■ SELECTED EXCERPT
# Old enough for *occasional* booster use?



## tankgirl73 (Jun 10, 2007)

My daughter will be 5 in December. She's currently FF in a TrueFit and a Radian (depending on which car she's in). She's about 43" tall and 38lbs, so she has MILES to go before she outgrows either seat. We're definitely planning on using both of them to the max, and are pleased beyond punch that they still are fitting her so well and have room to grow still. These were both used for her from *birth* (7 lbs), so they were definitely well worth the investment!!

The law for booster seat use in our province is a minimum of 40lbs. She's almost there -- and like I said, we are NOT planning to switch her to a booster the day she hits 40lbs, but will ride out the 5-pt harnesses as long as we can.

BUT -- it would be nice if we could just use a simple booster when we're travelling in someone ELSE's car. Don't get me wrong, the TrueFit especially is remarkably easy to install into just about any car we've tried so far, it's definitely my favourite car seat EVER. But, it's still an annoyance to have to do it, and it's big to lug around, and it's harder to fit more kids in the back, etc etc.

I'm quite well-versed in the real safety rules (as opposed to the laws) when it comes to infants and extended RF and all that, but I'm new to THIS part of the transition.  I do know that just because the law allows it, doesn't necessarily mean it's a good idea.

So I'm asking the wise folks here -- would YOU allow a 40lb 5yo to ride in a booster seat *occasionally*, or would you wait until they were bigger and continue to deal with swapping out the car seats? If you would wait, what would your minimum age/size be and what are the physiological reasons for it?

■ ROWS
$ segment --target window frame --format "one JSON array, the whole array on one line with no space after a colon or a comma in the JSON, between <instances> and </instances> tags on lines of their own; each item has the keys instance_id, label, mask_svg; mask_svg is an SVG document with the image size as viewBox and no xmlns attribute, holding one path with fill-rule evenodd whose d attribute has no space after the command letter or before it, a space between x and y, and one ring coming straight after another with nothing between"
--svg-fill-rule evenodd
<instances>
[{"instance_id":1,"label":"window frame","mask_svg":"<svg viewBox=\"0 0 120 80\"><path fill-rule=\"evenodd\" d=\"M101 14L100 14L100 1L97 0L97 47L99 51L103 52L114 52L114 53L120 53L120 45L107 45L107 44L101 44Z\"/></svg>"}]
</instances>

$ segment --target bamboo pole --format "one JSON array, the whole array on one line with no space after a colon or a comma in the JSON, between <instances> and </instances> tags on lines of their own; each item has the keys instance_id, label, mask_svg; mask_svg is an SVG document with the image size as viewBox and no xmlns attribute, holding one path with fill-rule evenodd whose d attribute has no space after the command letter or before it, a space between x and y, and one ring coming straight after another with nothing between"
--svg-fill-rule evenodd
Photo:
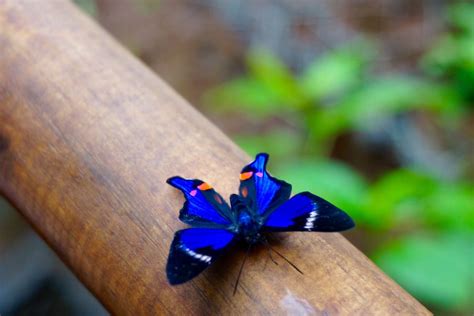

■ SET TASKS
- 1) Answer from the booster seat thread:
(a) What height and weight does the poster give for her daughter?
(b) What minimum weight does the poster's province set for booster seat use?
(c) Which car seat does the poster call her favourite ever?
- 2) Reproduce the part of the booster seat thread that opens with the words containing "The law for" and closes with "a good idea.".
The entries are not needed for any of the work on this page.

■ REPLIES
- 1)
(a) About 43" tall and 38 lbs.
(b) 40 lbs.
(c) The TrueFit.

- 2)
The law for booster seat use in our province is a minimum of 40lbs. She's almost there -- and like I said, we are NOT planning to switch her to a booster the day she hits 40lbs, but will ride out the 5-pt harnesses as long as we can.

BUT -- it would be nice if we could just use a simple booster when we're travelling in someone ELSE's car. Don't get me wrong, the TrueFit especially is remarkably easy to install into just about any car we've tried so far, it's definitely my favourite car seat EVER. But, it's still an annoyance to have to do it, and it's big to lug around, and it's harder to fit more kids in the back, etc etc.

I'm quite well-versed in the real safety rules (as opposed to the laws) when it comes to infants and extended RF and all that, but I'm new to THIS part of the transition.  I do know that just because the law allows it, doesn't necessarily mean it's a good idea.